**Page text**
This is Mentorship.

Student and faculty mentor talk in an office

Here at the Harrison School of Pharmacy, we have outstanding faculty that regularly earn national recognition from their colleagues for excellence within their specialties. Though they carry a great amount of prestige, they also care deeply for their students and invest in their success regularly.

Each year, the students of HSOP have the opportunity to nominate a faculty member who has made a particularly special impact on their fledgling pharmacy career for the Hargreaves Faculty Mentor Award.  There have been many different recipients of this award in the years since it was established, however, all of them have one thing in common: They are here primarily for YOU and your success. The depth with which they care for their students is evident daily.

Dr. Marilyn Bulloch, associate clinical professor in the Department of Pharmacy Practice, is one of the most recent recipients. See what she had to say about being a teacher and a mentor:

When I received the Hargreaves Faculty Mentor award, I was both honored and humbled. When I started as faculty in 2009, I made a vow that I would try to pay forward the same gifts of mentorship that I had received and that is what I have been doing.

Records from a data source
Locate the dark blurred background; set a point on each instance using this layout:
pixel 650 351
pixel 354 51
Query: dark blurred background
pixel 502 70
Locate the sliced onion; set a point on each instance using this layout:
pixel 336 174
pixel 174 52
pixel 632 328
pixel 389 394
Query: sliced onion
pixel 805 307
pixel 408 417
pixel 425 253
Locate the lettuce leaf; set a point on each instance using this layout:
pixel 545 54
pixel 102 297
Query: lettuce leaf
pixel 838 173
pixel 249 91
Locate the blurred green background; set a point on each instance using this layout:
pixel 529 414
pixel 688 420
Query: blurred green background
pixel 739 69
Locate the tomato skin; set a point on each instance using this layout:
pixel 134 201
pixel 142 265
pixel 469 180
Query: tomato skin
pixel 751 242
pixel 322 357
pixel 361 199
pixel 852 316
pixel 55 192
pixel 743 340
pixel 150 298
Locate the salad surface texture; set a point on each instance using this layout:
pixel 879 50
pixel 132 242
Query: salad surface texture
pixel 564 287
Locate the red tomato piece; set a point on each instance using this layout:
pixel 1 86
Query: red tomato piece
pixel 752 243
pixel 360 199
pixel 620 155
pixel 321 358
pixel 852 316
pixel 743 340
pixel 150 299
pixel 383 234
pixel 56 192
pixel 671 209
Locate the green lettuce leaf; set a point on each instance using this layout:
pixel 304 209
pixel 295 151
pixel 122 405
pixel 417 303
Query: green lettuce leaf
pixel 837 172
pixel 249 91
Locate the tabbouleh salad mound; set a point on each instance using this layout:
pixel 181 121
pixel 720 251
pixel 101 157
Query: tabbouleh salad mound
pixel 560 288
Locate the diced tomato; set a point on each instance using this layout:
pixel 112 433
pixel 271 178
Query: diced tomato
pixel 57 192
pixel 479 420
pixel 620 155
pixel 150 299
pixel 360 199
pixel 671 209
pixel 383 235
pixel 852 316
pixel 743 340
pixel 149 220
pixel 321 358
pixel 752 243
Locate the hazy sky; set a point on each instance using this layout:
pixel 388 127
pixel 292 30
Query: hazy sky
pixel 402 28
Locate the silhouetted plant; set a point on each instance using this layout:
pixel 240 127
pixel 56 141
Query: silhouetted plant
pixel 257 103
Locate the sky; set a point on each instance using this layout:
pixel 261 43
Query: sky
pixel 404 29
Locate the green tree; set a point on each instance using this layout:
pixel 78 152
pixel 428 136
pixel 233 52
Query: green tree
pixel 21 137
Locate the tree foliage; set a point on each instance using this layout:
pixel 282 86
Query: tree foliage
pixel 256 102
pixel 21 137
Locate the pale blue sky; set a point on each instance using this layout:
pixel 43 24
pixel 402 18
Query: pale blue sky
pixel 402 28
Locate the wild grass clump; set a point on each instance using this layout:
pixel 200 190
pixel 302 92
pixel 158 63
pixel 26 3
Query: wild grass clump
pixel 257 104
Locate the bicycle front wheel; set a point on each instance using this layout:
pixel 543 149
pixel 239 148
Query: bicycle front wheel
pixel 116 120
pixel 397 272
---
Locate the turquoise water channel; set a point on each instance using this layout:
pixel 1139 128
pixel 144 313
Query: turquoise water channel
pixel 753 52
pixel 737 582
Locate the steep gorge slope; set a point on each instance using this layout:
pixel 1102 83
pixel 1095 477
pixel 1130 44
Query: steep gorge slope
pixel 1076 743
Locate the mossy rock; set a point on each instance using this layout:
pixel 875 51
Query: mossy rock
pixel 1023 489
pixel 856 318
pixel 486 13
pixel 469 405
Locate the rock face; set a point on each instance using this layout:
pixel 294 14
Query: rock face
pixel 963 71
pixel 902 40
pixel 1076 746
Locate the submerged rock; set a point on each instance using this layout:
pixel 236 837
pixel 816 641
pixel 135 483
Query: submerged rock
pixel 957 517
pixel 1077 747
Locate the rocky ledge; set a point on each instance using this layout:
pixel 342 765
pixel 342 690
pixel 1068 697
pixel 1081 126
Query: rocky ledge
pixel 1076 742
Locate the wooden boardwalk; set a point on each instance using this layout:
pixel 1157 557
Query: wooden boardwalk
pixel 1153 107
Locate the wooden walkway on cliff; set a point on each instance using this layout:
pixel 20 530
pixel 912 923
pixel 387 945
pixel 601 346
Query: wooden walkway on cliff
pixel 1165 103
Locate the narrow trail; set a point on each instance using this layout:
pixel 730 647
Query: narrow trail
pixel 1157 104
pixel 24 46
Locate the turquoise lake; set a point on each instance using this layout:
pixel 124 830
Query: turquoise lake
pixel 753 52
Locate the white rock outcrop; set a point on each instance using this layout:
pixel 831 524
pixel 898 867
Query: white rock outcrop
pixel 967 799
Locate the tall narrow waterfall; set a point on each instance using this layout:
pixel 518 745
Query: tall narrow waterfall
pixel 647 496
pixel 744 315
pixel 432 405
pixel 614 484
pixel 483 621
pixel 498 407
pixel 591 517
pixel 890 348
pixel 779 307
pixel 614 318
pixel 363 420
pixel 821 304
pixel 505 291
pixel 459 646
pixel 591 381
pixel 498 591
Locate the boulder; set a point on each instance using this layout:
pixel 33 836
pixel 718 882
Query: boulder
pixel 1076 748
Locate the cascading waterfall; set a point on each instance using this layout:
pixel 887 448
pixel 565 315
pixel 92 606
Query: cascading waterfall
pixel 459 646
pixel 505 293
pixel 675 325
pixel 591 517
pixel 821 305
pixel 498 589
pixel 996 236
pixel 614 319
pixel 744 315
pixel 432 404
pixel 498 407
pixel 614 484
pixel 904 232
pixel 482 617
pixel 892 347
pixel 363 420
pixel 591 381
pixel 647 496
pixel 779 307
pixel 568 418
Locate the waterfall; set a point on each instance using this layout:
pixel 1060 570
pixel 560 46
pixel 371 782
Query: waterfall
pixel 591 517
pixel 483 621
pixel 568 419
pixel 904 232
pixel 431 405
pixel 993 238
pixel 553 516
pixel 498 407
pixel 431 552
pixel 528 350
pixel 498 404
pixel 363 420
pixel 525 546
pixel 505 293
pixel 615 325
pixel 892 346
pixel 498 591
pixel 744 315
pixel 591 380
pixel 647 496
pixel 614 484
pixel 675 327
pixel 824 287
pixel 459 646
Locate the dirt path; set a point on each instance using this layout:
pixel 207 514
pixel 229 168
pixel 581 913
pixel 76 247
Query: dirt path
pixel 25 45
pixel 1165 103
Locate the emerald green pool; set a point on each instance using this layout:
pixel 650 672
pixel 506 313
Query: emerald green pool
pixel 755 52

**Your tasks**
**1)** According to the text on mentorship at the Harrison School of Pharmacy, for which award do students nominate a faculty member each year?
**2)** Pick up the text on mentorship at the Harrison School of Pharmacy after its final sentence and carry it forward.

**Results of the tasks**
**1)** The Hargreaves Faculty Mentor Award.

**2)**
I also felt humbled for two reasons. First, I consider it a privilege to be allowed, even for just a brief moment, into the students’ lives and be part of their growth in our profession. Second, HSOP has a group of outstanding faculty members within every department.

In my own department, Pharmacy Practice, we have faculty in throughout the State of Alabama as well as in Columbus, Georgia and Meridian, Mississippi. In addition to our faculty role, we are all active, practicing pharmacists in a multitude of settings. Much of what we teach and mentor our students about comes not only from science, but from real-world experience. I actively practice at DCH Regional Medical Center in Tuscaloosa Alabama in collaboration with the Tuscaloosa campus of the University of Alabama-Birmingham School of Medicine and the University of Alabama Family Medicine Residency program.

Students who complete a rotation with me usually arrive uncertain, as many have never spent a significant amount of time in a hospital or with acutely ill patients. Over the course of five weeks, it is amazing to watch them transform as they gain confidence in their abilities, see the (almost) immediate impact of their pharmacotherapy recommendations, and become part of the team.

Not all of them will go on to work in a hospital setting – and that is okay. My goal is to ensure that they can take most of what they learn on the rotation to whatever setting they end up practicing pharmacy in.

Students are the best part of my job. I am dedicated to them and many become like family. Because of that, graduation is always bittersweet: I am excited to see them go out and do amazing things in the pharmacy profession, but I am sad to see them go (at least on a day-by-day basis- I still keep in touch with many after they receive their Pharm.D.).